Exercise brief
Every line of the data is to be output verbatim.

Exercise inputs Block Start

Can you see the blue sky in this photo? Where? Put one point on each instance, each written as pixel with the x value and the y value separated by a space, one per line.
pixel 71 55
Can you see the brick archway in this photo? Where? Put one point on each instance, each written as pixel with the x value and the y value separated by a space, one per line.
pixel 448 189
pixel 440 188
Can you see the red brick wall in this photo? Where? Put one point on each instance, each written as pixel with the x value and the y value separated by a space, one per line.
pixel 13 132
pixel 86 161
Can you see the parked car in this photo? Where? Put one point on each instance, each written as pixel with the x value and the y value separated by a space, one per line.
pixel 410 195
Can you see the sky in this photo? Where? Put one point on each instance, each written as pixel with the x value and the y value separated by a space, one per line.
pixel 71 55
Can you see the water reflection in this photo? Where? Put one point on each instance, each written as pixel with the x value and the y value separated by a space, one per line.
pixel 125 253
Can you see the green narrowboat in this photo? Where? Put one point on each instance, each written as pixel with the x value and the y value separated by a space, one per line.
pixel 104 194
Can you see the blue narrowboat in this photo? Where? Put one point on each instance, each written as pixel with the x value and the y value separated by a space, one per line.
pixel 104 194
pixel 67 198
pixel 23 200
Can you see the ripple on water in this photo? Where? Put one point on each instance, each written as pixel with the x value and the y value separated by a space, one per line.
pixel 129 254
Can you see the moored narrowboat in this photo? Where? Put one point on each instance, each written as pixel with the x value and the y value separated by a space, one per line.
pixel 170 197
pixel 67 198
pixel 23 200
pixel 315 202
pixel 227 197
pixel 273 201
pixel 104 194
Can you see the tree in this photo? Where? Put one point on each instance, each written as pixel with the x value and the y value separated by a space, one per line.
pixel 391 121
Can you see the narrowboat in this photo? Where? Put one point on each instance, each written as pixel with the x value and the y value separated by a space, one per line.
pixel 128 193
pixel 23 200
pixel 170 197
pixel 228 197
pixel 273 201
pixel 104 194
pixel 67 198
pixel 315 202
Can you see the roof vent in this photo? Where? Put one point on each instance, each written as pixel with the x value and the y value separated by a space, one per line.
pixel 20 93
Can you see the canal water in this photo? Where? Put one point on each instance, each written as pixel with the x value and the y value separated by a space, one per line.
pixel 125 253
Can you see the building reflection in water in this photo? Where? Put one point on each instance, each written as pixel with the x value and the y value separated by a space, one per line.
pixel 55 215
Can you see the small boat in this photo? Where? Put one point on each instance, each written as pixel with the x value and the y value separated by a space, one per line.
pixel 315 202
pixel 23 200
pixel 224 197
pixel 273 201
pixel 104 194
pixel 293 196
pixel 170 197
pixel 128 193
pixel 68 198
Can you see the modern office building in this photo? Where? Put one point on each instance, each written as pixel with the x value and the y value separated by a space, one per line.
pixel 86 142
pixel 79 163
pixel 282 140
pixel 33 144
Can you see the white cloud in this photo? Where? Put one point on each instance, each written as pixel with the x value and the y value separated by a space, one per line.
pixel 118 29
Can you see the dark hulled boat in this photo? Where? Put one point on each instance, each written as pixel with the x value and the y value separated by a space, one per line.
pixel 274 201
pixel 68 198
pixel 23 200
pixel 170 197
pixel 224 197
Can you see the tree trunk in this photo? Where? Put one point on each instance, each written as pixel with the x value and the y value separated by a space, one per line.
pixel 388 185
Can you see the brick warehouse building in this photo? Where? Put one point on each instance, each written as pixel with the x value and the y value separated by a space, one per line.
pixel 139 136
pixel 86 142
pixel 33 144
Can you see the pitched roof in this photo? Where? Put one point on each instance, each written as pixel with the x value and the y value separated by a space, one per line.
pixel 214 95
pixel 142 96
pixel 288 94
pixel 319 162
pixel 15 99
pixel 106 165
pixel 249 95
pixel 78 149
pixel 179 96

Exercise inputs Block End

Response for this exercise
Can you see the blue sky in this photo? Where? Put one point on each instance, each written as pixel with the x value and the y value separated by a space, one per line.
pixel 71 55
Can you see the brick archway in this photo? Where? Put one point on each instance, each written as pixel with the x value and the y value separated by a space, one per line.
pixel 448 189
pixel 440 188
Can you see the red brick wall in this photo? Where? Put one point on each instance, each written as pixel with the x value and the y value separated by a space, one per line.
pixel 13 132
pixel 86 161
Can you see the parked car in this photo? Where? Put one point on each instance, each written as pixel with the x value and the y value separated by a space, one per line.
pixel 410 195
Can you see the sky in this photo? Where? Put one point on each instance, each written as pixel with the x value and the y value separated by a space, one per line.
pixel 71 55
Can you see the water reflection in this photo? Where? Put one point on each instance, each written as pixel with the x value and the y value separated by a space, one per line.
pixel 125 253
Can you see the green narrowboat in this photo? Where? Put one point on each instance, each written as pixel with the x value and the y value separated by a space, one per line.
pixel 104 194
Can you see the blue narrowboat in this photo? Where? Put one point on each instance, each written as pixel with the x value and the y value separated by a space, one per line.
pixel 104 194
pixel 67 198
pixel 23 200
Can you see the ripple on water in this photo? Where? Put one point on each instance, each written as pixel with the x value and the y value separated by a space, one per line.
pixel 129 254
Can you see the moored narrowboat in this photo? Where? Put one point on each instance, each written as pixel with the x value and the y value separated by a space, one per line.
pixel 170 197
pixel 67 198
pixel 23 200
pixel 315 202
pixel 227 197
pixel 273 201
pixel 104 194
Can you see the tree in this photo? Where? Put one point on each instance, each written as pixel with the x value and the y value separated by a space, one per line.
pixel 391 121
Can you see the narrowboat in this photo? Where? Put one point on each instance, each written as pixel with the x value and the y value separated by a space, one per line.
pixel 128 193
pixel 23 200
pixel 170 197
pixel 228 197
pixel 273 201
pixel 104 194
pixel 67 198
pixel 315 202
Can you see the roof vent in this photo? Where? Put one point on each instance, each written as pixel with the x value and the y value separated by a space, one per line.
pixel 20 93
Can you see the canal water in this photo? Where? Put one point on each instance, each written as pixel with the x value and the y value separated by a space, one per line.
pixel 125 253
Can you see the building reflection in water in this photo? Where? Put one point on each instance, each written as pixel with the x value and the y value separated by a space, one per line.
pixel 55 215
Can you see the small boat in this photo? Where? Put one point on each instance, each written as pixel with the x value and the y value separated by a space, one per line.
pixel 315 202
pixel 23 200
pixel 224 197
pixel 273 201
pixel 104 194
pixel 293 196
pixel 170 197
pixel 128 193
pixel 68 198
Can you see the modern office building in this photo? Where? Put one point on each instance, each written as pixel with the x value and the y value separated by a space, one per line.
pixel 86 142
pixel 79 163
pixel 282 140
pixel 33 144
Can you see the white cloud in this photo? Where? Put one point on each instance, each written as pixel with the x value and the y value separated by a space, one per line.
pixel 118 29
Can you see the dark hulled boat in this photo? Where? Put one point on each instance, each written as pixel with the x value and the y value separated by a space, one per line.
pixel 274 201
pixel 68 198
pixel 23 200
pixel 170 197
pixel 224 197
Can you see the tree trunk in this photo? Where? Put one point on each instance, each written as pixel with the x value and the y value separated by a space, one per line.
pixel 388 185
Can you see the brick warehouse building in this photo? Where? Put one point on each instance, each written as pixel with the x value and the y value separated by a space, one per line.
pixel 139 136
pixel 86 142
pixel 33 144
Can you see the pitched roof in this photo? Where? Put one point on each instance, each written as pixel with the x value and the y value separated by a space, one per line.
pixel 214 95
pixel 142 96
pixel 288 94
pixel 319 162
pixel 15 99
pixel 106 165
pixel 249 95
pixel 78 149
pixel 179 96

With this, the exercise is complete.